SELECTED TEXT =
'''
HOW TO PLAY CRAPS
THE BASIC RULES WHEN PLAYING CRAPS
- Craps has dozens of wagers available, but the game is structured around the pass line bet.
- Players bet by placing chips on the pass line on the craps layout. Some other bets require that the dealer move your chips.
- The pass sequence starts with a comeout roll and the shooter rolls the dice.
- Pass bettors win if the roll is 7 or 11 and lose if it is 2, 3 or 12. Any other number becomes the point.
- If the shooter rolls a point number on the comeout, he keeps rolling until either he rolls the same number again to win an even-money payoff, or rolls a 7 to lose.
- If the shooter makes his point, he keeps rolling with a new comeout. If he doesn’t, he “sevens out,” and the dice rotate to a new shooter
CRAPS LAYOUTLet’s start with a look at the craps layout, then explain the available layouts.
'''
DATASET SECTION =
'''
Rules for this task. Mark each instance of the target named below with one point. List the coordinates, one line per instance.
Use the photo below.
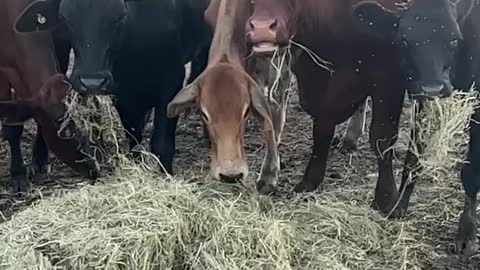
'''
TASK BRIEF = In the craps rules text, which comeout roll results cause pass bettors to lose?

WRITTEN RESPONSE = A roll of 2, 3 or 12.